TASK TO CARRY OUT = Up to and including the line that holds "# drop a point on every instance of the sideline", print the data exactly from its first line; do not print the pictures.

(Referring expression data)
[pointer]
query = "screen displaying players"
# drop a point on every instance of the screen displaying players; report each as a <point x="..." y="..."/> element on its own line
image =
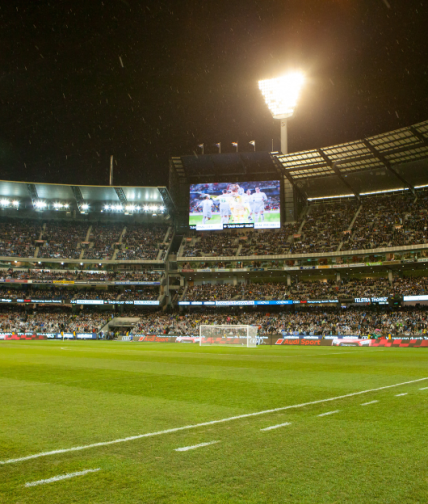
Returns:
<point x="215" y="206"/>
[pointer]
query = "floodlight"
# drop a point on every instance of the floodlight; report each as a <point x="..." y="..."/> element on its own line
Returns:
<point x="281" y="94"/>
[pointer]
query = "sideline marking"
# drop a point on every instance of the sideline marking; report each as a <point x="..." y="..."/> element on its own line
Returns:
<point x="187" y="448"/>
<point x="276" y="426"/>
<point x="329" y="413"/>
<point x="371" y="402"/>
<point x="59" y="478"/>
<point x="203" y="424"/>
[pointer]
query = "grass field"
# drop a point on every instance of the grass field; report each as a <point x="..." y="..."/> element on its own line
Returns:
<point x="57" y="396"/>
<point x="216" y="219"/>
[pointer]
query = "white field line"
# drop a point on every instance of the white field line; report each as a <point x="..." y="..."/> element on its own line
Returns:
<point x="276" y="426"/>
<point x="203" y="424"/>
<point x="59" y="478"/>
<point x="329" y="413"/>
<point x="187" y="448"/>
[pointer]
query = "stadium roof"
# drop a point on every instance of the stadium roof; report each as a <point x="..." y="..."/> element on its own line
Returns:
<point x="28" y="192"/>
<point x="395" y="160"/>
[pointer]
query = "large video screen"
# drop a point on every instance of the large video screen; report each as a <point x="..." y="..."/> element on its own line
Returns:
<point x="227" y="205"/>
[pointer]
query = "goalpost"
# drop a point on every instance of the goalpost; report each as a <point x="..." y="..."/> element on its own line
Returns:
<point x="239" y="335"/>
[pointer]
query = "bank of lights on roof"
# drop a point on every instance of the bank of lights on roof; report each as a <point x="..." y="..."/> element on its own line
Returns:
<point x="282" y="93"/>
<point x="134" y="208"/>
<point x="4" y="203"/>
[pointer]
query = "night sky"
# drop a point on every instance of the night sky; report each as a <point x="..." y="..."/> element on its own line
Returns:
<point x="144" y="81"/>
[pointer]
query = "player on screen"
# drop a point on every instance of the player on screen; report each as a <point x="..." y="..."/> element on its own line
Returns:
<point x="259" y="200"/>
<point x="237" y="205"/>
<point x="224" y="200"/>
<point x="207" y="205"/>
<point x="248" y="198"/>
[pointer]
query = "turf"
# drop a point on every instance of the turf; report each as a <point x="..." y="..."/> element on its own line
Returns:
<point x="57" y="395"/>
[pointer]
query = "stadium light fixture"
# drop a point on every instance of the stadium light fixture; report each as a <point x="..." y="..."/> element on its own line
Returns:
<point x="281" y="96"/>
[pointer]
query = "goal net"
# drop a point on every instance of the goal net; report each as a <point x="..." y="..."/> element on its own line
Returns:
<point x="228" y="335"/>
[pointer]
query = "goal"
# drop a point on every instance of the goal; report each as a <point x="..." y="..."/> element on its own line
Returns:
<point x="240" y="335"/>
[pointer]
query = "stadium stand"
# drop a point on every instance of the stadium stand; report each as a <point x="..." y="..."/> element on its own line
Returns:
<point x="316" y="321"/>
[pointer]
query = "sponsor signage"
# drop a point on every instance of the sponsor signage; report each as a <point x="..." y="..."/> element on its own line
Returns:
<point x="374" y="300"/>
<point x="415" y="298"/>
<point x="113" y="302"/>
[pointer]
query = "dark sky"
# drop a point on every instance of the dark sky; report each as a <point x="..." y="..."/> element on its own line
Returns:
<point x="83" y="79"/>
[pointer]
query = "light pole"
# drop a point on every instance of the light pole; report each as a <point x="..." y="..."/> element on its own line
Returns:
<point x="281" y="96"/>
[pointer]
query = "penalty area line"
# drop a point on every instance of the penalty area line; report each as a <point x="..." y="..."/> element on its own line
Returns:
<point x="59" y="478"/>
<point x="203" y="424"/>
<point x="187" y="448"/>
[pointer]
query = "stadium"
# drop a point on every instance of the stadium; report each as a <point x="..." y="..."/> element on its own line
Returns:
<point x="213" y="252"/>
<point x="220" y="342"/>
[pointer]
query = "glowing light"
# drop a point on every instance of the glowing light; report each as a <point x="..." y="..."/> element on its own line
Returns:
<point x="282" y="94"/>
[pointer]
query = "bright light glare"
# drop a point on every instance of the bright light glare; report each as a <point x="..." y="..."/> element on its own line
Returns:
<point x="281" y="94"/>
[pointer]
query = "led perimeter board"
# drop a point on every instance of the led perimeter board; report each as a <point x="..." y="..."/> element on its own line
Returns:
<point x="228" y="205"/>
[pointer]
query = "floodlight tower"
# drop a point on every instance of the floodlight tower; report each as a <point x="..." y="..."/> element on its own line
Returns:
<point x="281" y="96"/>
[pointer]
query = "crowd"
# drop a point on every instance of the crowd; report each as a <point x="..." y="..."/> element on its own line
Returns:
<point x="62" y="240"/>
<point x="67" y="240"/>
<point x="310" y="290"/>
<point x="17" y="237"/>
<point x="142" y="244"/>
<point x="96" y="294"/>
<point x="324" y="228"/>
<point x="316" y="321"/>
<point x="51" y="321"/>
<point x="80" y="275"/>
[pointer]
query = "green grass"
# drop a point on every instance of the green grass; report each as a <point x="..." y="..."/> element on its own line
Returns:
<point x="59" y="395"/>
<point x="216" y="219"/>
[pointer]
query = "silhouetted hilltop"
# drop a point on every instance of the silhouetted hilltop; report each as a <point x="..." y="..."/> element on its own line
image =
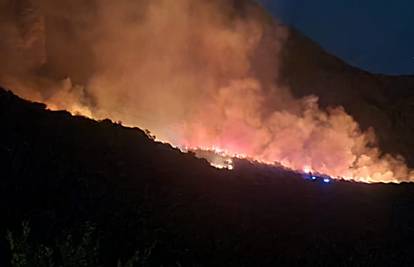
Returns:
<point x="385" y="103"/>
<point x="59" y="171"/>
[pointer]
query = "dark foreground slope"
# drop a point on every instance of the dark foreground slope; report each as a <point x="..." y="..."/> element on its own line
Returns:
<point x="59" y="171"/>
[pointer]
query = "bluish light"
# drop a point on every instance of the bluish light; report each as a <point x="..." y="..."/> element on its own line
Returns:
<point x="326" y="180"/>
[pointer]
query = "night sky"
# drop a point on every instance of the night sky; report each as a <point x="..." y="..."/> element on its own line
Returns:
<point x="375" y="35"/>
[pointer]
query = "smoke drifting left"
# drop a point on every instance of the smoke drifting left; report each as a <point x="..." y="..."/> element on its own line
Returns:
<point x="198" y="74"/>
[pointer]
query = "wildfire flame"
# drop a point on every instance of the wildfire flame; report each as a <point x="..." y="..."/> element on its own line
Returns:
<point x="200" y="75"/>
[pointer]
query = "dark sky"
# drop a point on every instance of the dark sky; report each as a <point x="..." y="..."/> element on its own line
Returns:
<point x="375" y="35"/>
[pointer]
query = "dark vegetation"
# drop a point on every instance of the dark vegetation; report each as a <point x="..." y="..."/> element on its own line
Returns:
<point x="99" y="194"/>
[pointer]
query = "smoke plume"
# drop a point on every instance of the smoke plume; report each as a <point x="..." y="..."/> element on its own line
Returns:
<point x="196" y="73"/>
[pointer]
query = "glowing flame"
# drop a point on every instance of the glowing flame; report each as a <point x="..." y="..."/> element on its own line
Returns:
<point x="200" y="75"/>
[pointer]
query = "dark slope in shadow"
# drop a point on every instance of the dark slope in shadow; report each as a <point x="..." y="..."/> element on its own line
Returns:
<point x="58" y="171"/>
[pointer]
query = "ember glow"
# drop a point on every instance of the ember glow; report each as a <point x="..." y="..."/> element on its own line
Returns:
<point x="200" y="75"/>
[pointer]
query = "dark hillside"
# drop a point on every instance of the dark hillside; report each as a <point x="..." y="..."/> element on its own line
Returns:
<point x="60" y="171"/>
<point x="385" y="103"/>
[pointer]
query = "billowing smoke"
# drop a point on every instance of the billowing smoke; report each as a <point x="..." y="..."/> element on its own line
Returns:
<point x="196" y="73"/>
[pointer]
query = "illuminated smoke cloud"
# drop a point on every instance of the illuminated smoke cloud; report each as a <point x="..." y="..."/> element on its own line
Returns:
<point x="197" y="74"/>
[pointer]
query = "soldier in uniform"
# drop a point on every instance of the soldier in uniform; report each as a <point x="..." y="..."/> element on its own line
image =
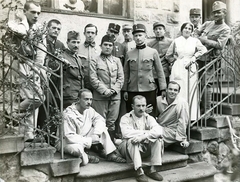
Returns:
<point x="161" y="44"/>
<point x="138" y="71"/>
<point x="213" y="34"/>
<point x="128" y="43"/>
<point x="106" y="77"/>
<point x="118" y="49"/>
<point x="195" y="17"/>
<point x="88" y="50"/>
<point x="54" y="46"/>
<point x="73" y="75"/>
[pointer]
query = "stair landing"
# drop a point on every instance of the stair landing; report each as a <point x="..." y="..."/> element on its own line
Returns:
<point x="109" y="171"/>
<point x="195" y="172"/>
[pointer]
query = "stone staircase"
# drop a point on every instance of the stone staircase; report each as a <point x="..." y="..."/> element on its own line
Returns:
<point x="175" y="168"/>
<point x="178" y="164"/>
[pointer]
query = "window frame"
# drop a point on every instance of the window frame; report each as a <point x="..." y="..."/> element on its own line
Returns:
<point x="126" y="13"/>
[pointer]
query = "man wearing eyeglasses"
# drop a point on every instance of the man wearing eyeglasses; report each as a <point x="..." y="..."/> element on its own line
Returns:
<point x="73" y="76"/>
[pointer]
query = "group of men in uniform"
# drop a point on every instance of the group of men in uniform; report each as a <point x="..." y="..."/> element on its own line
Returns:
<point x="134" y="69"/>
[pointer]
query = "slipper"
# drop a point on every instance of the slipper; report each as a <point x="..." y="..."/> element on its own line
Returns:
<point x="115" y="158"/>
<point x="93" y="159"/>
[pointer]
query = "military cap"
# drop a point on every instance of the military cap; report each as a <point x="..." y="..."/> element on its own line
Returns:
<point x="107" y="38"/>
<point x="73" y="35"/>
<point x="127" y="27"/>
<point x="138" y="28"/>
<point x="156" y="24"/>
<point x="218" y="5"/>
<point x="195" y="11"/>
<point x="114" y="27"/>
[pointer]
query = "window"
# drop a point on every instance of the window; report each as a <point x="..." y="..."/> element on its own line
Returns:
<point x="105" y="7"/>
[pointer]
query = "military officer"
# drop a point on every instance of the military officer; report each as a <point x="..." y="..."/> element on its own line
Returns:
<point x="128" y="37"/>
<point x="106" y="77"/>
<point x="161" y="44"/>
<point x="118" y="49"/>
<point x="138" y="70"/>
<point x="195" y="17"/>
<point x="73" y="72"/>
<point x="88" y="50"/>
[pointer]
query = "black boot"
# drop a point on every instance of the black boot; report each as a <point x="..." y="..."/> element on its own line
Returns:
<point x="112" y="135"/>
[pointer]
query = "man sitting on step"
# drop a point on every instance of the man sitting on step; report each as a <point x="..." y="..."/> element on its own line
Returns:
<point x="174" y="116"/>
<point x="83" y="128"/>
<point x="141" y="138"/>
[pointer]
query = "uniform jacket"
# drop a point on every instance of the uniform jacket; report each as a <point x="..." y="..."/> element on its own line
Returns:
<point x="138" y="70"/>
<point x="72" y="75"/>
<point x="119" y="51"/>
<point x="162" y="47"/>
<point x="106" y="73"/>
<point x="88" y="53"/>
<point x="53" y="47"/>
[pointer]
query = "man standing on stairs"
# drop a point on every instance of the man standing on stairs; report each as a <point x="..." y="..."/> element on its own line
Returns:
<point x="213" y="34"/>
<point x="161" y="43"/>
<point x="141" y="138"/>
<point x="30" y="94"/>
<point x="89" y="50"/>
<point x="174" y="116"/>
<point x="138" y="71"/>
<point x="119" y="50"/>
<point x="84" y="127"/>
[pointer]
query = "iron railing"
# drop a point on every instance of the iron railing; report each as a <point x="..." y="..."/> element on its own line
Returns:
<point x="218" y="80"/>
<point x="11" y="89"/>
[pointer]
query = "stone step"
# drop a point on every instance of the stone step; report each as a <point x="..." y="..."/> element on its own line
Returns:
<point x="11" y="144"/>
<point x="195" y="172"/>
<point x="108" y="171"/>
<point x="204" y="133"/>
<point x="66" y="166"/>
<point x="228" y="109"/>
<point x="219" y="121"/>
<point x="235" y="98"/>
<point x="36" y="154"/>
<point x="195" y="146"/>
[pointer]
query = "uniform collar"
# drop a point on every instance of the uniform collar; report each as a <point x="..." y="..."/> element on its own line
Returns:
<point x="141" y="46"/>
<point x="159" y="38"/>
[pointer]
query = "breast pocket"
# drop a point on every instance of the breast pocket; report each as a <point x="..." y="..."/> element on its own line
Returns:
<point x="133" y="64"/>
<point x="147" y="64"/>
<point x="101" y="69"/>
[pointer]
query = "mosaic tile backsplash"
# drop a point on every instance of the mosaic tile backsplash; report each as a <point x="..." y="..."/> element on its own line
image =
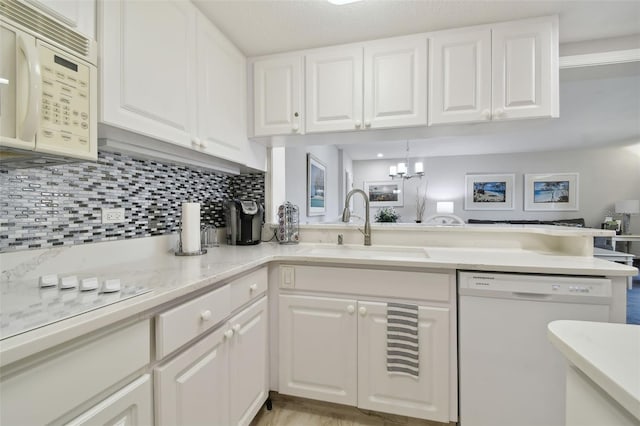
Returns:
<point x="61" y="205"/>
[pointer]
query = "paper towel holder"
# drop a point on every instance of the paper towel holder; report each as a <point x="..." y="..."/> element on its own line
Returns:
<point x="179" y="252"/>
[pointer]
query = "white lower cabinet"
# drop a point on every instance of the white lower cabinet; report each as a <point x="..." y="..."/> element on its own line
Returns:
<point x="335" y="350"/>
<point x="220" y="380"/>
<point x="130" y="406"/>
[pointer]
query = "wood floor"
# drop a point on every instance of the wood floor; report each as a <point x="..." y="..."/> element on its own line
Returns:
<point x="292" y="411"/>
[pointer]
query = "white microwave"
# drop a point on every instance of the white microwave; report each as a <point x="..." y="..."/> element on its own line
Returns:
<point x="48" y="90"/>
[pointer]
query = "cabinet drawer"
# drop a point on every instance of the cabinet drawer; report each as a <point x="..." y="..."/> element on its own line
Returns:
<point x="248" y="287"/>
<point x="177" y="326"/>
<point x="64" y="380"/>
<point x="434" y="286"/>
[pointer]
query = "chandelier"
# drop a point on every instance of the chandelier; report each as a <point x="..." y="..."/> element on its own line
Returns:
<point x="401" y="170"/>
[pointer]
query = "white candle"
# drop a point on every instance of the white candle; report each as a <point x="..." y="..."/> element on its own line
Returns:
<point x="190" y="227"/>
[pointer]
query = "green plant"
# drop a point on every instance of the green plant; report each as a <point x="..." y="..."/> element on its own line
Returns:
<point x="387" y="214"/>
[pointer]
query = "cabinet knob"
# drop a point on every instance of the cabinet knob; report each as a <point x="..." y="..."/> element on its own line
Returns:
<point x="205" y="315"/>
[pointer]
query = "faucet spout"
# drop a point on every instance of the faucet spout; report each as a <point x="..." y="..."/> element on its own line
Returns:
<point x="346" y="214"/>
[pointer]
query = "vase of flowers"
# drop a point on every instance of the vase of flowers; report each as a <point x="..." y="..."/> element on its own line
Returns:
<point x="387" y="214"/>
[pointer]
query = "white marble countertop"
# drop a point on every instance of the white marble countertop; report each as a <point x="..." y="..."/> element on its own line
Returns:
<point x="608" y="353"/>
<point x="171" y="277"/>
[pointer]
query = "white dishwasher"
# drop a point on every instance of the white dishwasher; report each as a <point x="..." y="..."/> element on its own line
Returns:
<point x="509" y="372"/>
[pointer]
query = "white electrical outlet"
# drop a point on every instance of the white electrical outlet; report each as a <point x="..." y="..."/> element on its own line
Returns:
<point x="113" y="215"/>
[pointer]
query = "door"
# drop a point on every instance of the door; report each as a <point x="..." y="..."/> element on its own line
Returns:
<point x="395" y="83"/>
<point x="249" y="387"/>
<point x="193" y="388"/>
<point x="130" y="406"/>
<point x="460" y="76"/>
<point x="318" y="348"/>
<point x="220" y="95"/>
<point x="277" y="96"/>
<point x="334" y="89"/>
<point x="147" y="68"/>
<point x="425" y="396"/>
<point x="525" y="70"/>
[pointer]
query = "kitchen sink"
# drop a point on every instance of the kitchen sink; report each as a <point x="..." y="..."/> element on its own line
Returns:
<point x="370" y="252"/>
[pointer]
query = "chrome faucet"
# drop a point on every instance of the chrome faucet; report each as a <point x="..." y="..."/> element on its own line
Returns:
<point x="346" y="214"/>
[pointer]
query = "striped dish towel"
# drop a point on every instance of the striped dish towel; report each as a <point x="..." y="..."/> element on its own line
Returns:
<point x="402" y="339"/>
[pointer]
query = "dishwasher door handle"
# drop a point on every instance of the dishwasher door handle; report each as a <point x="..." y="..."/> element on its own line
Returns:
<point x="538" y="296"/>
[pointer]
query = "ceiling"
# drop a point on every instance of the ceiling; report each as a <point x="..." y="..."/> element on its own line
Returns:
<point x="260" y="27"/>
<point x="599" y="106"/>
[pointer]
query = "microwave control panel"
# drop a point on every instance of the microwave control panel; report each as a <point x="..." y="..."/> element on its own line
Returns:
<point x="65" y="106"/>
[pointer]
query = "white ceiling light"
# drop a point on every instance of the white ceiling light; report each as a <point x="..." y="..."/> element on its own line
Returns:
<point x="342" y="2"/>
<point x="401" y="170"/>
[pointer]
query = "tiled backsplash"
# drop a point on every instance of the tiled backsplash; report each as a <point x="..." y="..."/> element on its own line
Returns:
<point x="62" y="206"/>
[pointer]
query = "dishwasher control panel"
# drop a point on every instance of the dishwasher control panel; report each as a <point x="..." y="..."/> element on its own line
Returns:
<point x="532" y="284"/>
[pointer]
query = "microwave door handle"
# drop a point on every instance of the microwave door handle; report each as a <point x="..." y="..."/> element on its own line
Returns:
<point x="30" y="123"/>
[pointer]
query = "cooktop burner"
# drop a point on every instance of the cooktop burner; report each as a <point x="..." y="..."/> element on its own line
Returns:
<point x="28" y="306"/>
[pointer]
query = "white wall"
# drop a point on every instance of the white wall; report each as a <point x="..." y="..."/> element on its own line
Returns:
<point x="605" y="175"/>
<point x="296" y="180"/>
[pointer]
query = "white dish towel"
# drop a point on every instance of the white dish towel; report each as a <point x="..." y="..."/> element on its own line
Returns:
<point x="403" y="354"/>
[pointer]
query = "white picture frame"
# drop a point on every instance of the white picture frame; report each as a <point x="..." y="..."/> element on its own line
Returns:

SOLUTION TO THIS EXERCISE =
[pointer]
query = "screen displaying players"
# drop a point on every instance of the screen displaying players; report each as a <point x="..." y="..."/> element on its own line
image =
Returns:
<point x="215" y="206"/>
[pointer]
query = "floodlight"
# drop a point on every instance of the floodlight; report each as a <point x="..." y="..."/> element on its own line
Returns:
<point x="281" y="94"/>
[pointer]
query = "sideline marking"
# drop a point on every instance of the sideline marking; report each as a <point x="..." y="..."/> element on its own line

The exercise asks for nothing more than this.